-- Records to use --
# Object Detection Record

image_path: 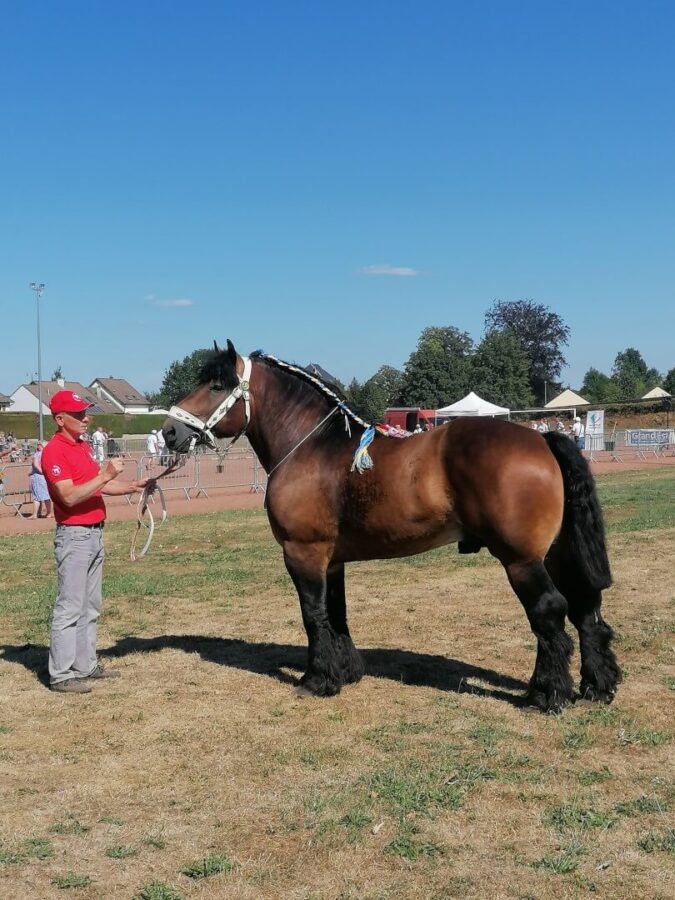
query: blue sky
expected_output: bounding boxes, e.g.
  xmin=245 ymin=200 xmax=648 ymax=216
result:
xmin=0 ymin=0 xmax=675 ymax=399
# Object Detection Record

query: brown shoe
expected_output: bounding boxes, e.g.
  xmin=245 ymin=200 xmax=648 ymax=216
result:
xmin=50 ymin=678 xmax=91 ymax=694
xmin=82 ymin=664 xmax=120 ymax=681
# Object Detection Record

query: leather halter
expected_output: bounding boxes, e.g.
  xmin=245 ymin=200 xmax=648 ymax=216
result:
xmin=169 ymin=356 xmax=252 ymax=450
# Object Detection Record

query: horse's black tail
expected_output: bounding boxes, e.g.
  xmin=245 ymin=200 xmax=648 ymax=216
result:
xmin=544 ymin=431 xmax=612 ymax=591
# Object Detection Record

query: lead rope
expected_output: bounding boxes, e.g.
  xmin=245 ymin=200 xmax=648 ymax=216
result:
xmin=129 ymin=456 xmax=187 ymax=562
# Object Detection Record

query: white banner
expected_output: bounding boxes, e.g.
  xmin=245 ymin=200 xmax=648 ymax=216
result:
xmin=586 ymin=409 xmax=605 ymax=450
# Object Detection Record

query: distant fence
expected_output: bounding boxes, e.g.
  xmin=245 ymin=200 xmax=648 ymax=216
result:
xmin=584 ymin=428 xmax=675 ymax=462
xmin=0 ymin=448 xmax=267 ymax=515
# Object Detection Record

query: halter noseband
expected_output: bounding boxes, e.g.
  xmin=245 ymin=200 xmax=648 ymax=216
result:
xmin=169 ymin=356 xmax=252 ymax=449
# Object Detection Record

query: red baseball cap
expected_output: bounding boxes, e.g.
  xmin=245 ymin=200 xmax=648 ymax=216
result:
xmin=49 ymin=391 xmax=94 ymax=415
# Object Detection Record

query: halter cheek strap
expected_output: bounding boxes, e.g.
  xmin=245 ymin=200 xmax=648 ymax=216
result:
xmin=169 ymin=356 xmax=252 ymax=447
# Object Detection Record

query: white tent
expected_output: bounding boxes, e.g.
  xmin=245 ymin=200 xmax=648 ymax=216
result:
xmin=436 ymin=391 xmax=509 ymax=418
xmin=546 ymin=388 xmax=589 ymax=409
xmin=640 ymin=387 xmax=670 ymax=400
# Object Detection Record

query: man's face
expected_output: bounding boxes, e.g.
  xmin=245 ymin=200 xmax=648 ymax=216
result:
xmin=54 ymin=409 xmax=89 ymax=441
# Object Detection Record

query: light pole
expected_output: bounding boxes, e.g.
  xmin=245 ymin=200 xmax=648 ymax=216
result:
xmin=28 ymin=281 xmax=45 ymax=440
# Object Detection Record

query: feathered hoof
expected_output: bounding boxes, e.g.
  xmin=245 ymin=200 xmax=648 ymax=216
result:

-- Instruction --
Please swap "Object Detection Record" for "Bounding Box Entry" everywhere it appears in the data above and reproduce the data with nothing else changed. Leave the pictures out of your answer.

-- Result --
# Bounding Box Entry

image_path: 
query: blue sky
expected_output: bounding boxes, e.g.
  xmin=245 ymin=200 xmax=648 ymax=216
result:
xmin=0 ymin=0 xmax=675 ymax=399
# Bounding Box Entry

query: brown shoe
expected_output: bounding boxes, e.g.
  xmin=245 ymin=200 xmax=648 ymax=216
result:
xmin=50 ymin=678 xmax=91 ymax=694
xmin=82 ymin=664 xmax=120 ymax=681
# Bounding Box Entry

query: leather halter
expected_output: bounding boxes, e.g.
  xmin=245 ymin=200 xmax=648 ymax=216
result:
xmin=169 ymin=356 xmax=252 ymax=450
# Bounding Box Entry

query: horse's black tail
expected_output: bounding boxes, e.g.
  xmin=245 ymin=200 xmax=648 ymax=216
result:
xmin=544 ymin=431 xmax=612 ymax=591
# Bounding Box Entry

query: lead rope
expected_output: bounding boxes, e.g.
  xmin=245 ymin=200 xmax=648 ymax=216
result:
xmin=129 ymin=456 xmax=187 ymax=562
# Bounding Box Entry

query: white banner
expected_output: bounding boxes, e.g.
  xmin=245 ymin=200 xmax=648 ymax=216
result:
xmin=586 ymin=409 xmax=605 ymax=450
# Bounding Box Entry

query: distant fence
expected_output: bounding boxes, e.g.
  xmin=245 ymin=200 xmax=648 ymax=216
result:
xmin=584 ymin=428 xmax=675 ymax=462
xmin=0 ymin=448 xmax=267 ymax=515
# Bounding Box Entry

query: halter noseband
expected_output: bounding boxes, e.g.
  xmin=245 ymin=200 xmax=648 ymax=216
result:
xmin=169 ymin=356 xmax=252 ymax=449
# Bounding Box Entry

query: red baseball cap
expected_output: bounding boxes, e.g.
  xmin=245 ymin=200 xmax=648 ymax=216
result:
xmin=49 ymin=391 xmax=94 ymax=415
# Bounding Box Entry

query: halter cheek strap
expected_output: bounding boxes, e.g.
  xmin=245 ymin=200 xmax=648 ymax=216
result:
xmin=169 ymin=356 xmax=252 ymax=447
# Bounding Box Entry

query: white tent
expected_output: bounding boxes, e.g.
  xmin=245 ymin=200 xmax=648 ymax=216
result:
xmin=436 ymin=391 xmax=509 ymax=418
xmin=546 ymin=388 xmax=589 ymax=409
xmin=640 ymin=387 xmax=670 ymax=400
# Bounding Box Entry

query: man's face
expected_output: bounding boxes, e.g.
  xmin=245 ymin=200 xmax=648 ymax=216
result:
xmin=54 ymin=409 xmax=89 ymax=441
# Bounding Box Entry

query: light pole
expected_output: bounding boxes, e.g.
  xmin=245 ymin=200 xmax=648 ymax=216
result:
xmin=28 ymin=281 xmax=45 ymax=440
# Bounding Box Entry

query: feathered hoof
expected_output: bounding boxes, e.g.
  xmin=245 ymin=200 xmax=648 ymax=216
result:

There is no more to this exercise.